Exercise instructions>
All lines below must be repeated exactly, with the pictures omitted.

Data section>
§
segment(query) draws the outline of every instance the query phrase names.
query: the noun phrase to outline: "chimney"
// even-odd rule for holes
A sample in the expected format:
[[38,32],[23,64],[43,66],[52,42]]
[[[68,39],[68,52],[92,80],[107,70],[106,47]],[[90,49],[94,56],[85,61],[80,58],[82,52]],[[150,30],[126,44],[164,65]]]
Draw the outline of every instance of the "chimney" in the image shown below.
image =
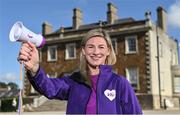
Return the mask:
[[157,25],[164,31],[167,32],[167,12],[159,6],[157,8]]
[[73,28],[78,29],[82,24],[82,12],[80,9],[75,8],[73,10]]
[[44,22],[42,24],[42,34],[47,35],[52,32],[52,25],[50,25],[48,22]]
[[117,19],[118,19],[117,8],[112,3],[108,3],[108,11],[107,11],[108,24],[113,24],[114,21]]

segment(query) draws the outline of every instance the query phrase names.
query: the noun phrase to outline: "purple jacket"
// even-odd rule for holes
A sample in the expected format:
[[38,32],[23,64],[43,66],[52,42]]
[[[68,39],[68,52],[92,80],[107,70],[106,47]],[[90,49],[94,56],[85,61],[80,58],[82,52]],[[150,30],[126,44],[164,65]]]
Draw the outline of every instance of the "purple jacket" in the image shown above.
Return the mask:
[[[79,72],[62,78],[48,78],[40,68],[28,77],[33,87],[49,99],[68,100],[67,114],[85,114],[91,88]],[[112,72],[112,67],[100,66],[97,81],[97,114],[142,114],[129,82]]]

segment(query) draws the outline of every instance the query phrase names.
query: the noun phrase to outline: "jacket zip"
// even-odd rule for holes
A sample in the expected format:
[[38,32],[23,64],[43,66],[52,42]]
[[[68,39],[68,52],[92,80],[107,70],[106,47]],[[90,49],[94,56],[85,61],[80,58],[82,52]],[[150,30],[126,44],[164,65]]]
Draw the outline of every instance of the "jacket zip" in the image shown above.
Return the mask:
[[96,115],[98,114],[98,84],[99,84],[99,76],[100,76],[100,74],[98,75],[98,80],[97,80],[97,83],[96,83]]
[[86,114],[86,108],[87,108],[87,104],[88,104],[88,102],[89,102],[89,99],[90,99],[90,97],[91,97],[91,93],[92,93],[92,89],[90,88],[90,93],[89,93],[89,97],[88,97],[88,101],[87,101],[87,103],[85,104],[86,106],[85,106],[85,110],[84,110],[84,113]]

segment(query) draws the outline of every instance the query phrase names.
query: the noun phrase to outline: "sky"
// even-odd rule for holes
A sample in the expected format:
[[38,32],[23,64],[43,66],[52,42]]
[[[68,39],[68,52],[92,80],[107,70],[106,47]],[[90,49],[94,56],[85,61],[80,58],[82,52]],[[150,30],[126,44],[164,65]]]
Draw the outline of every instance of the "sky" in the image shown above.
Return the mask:
[[157,21],[156,9],[162,6],[168,16],[168,34],[180,42],[180,0],[0,0],[0,81],[19,84],[20,65],[17,61],[21,43],[10,42],[9,32],[16,21],[34,33],[41,33],[47,21],[53,31],[72,26],[73,9],[83,13],[83,24],[106,21],[107,3],[117,8],[119,18],[145,19],[151,11]]

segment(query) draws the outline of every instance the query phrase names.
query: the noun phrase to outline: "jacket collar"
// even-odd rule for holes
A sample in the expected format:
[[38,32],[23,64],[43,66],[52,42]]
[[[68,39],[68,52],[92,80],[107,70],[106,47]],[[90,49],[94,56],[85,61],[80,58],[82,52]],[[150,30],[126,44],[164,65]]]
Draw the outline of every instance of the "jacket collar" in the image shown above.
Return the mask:
[[[111,74],[112,74],[112,66],[111,65],[100,65],[99,66],[100,73],[99,73],[99,79],[103,79],[100,81],[106,82],[108,79],[110,79]],[[81,73],[74,72],[70,78],[78,83],[84,83],[88,86],[91,86],[90,79],[85,78],[84,76],[81,75]]]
§
Answer to this task>
segment(query) draws the outline of every instance the query phrase names.
query: the noun phrase to outline: "chimney"
// even-odd rule for holes
A sample in the expected format:
[[38,32],[23,64],[43,66],[52,42]]
[[[68,39],[68,52],[92,80],[107,70],[106,47]],[[90,49],[94,56],[85,61],[80,58],[82,52]],[[150,30],[126,44],[164,65]]]
Draw the outline of every instance of the "chimney" in the image shown below.
image =
Return the mask:
[[157,25],[164,31],[167,32],[167,12],[159,6],[157,8]]
[[73,28],[78,29],[82,24],[82,12],[80,9],[75,8],[73,10]]
[[44,22],[42,24],[42,34],[47,35],[52,32],[52,25],[50,25],[48,22]]
[[117,19],[118,19],[117,8],[112,3],[108,3],[108,11],[107,11],[108,24],[113,24],[114,21]]

segment(query) draws the outline of every instance the query phrase names.
query: the noun phrase to outline: "purple jacket"
// even-odd rule for holes
A sample in the expected format:
[[38,32],[23,64],[43,66],[52,42]]
[[[68,39],[68,52],[92,80],[107,70],[106,47]],[[90,49],[94,56],[85,61],[80,58],[82,52]],[[150,30],[126,44],[164,65]]]
Draw the outline of every instance of the "purple jacket" in the image shown above.
Return the mask:
[[[79,72],[62,78],[48,78],[40,68],[28,77],[33,87],[49,99],[68,100],[67,114],[85,114],[91,88]],[[112,72],[112,67],[100,66],[97,81],[97,114],[142,114],[129,82]]]

segment(query) draws the outline of every instance the query phrase names.
query: the noun phrase to outline: "jacket zip"
// even-odd rule for holes
A sample in the expected format:
[[38,32],[23,64],[43,66],[52,42]]
[[[68,39],[68,52],[92,80],[107,70],[106,47]],[[90,49],[94,56],[85,61],[80,58],[82,52]],[[150,30],[126,44],[164,65]]]
Draw the outline of every instance of the "jacket zip" in the image shown above.
Return the mask:
[[96,115],[98,114],[98,84],[99,84],[99,76],[100,76],[100,74],[98,75],[98,80],[97,80],[97,83],[96,83]]
[[86,114],[86,108],[87,108],[87,104],[88,104],[88,102],[89,102],[89,99],[90,99],[90,97],[91,97],[91,93],[92,93],[92,89],[90,88],[90,93],[89,93],[89,97],[88,97],[88,101],[87,101],[87,103],[85,104],[86,106],[85,106],[85,110],[84,110],[84,113]]

segment(query) draws the outline of every instance the query phrase names.
query: the noun phrase to outline: "sky"
// even-odd rule for holes
A sample in the expected format:
[[38,32],[23,64],[43,66],[52,42]]
[[[68,39],[68,52],[92,80],[107,70],[106,47]],[[90,49],[94,56],[85,61],[80,58],[82,52]],[[150,30],[126,44],[164,65]]]
Draw the outline of every instance of the "sky" in the image shown above.
Return the mask:
[[157,21],[156,9],[162,6],[168,16],[168,34],[180,42],[180,0],[0,0],[0,81],[19,84],[20,65],[17,61],[21,43],[10,42],[9,32],[16,21],[34,33],[41,33],[47,21],[53,31],[72,26],[73,9],[83,13],[83,24],[106,21],[107,3],[117,8],[119,18],[145,19],[151,11]]

segment(query) draws the outline of every instance the query phrase names.
query: the noun phrase to outline: "jacket collar"
// even-odd rule for holes
A sample in the expected format:
[[38,32],[23,64],[43,66],[52,42]]
[[[68,39],[68,52],[92,80],[107,70],[106,47]],[[90,49],[94,56],[85,61],[80,58],[82,52]],[[150,30],[126,44],[164,65]]]
Draw the outline of every instance of the "jacket collar" in the image shown above.
Return the mask:
[[[111,74],[112,74],[112,66],[111,65],[100,65],[99,66],[100,73],[99,73],[99,79],[103,79],[100,81],[106,82],[108,79],[110,79]],[[81,73],[74,72],[70,78],[78,83],[84,83],[88,86],[91,86],[90,79],[85,78],[84,76],[81,75]]]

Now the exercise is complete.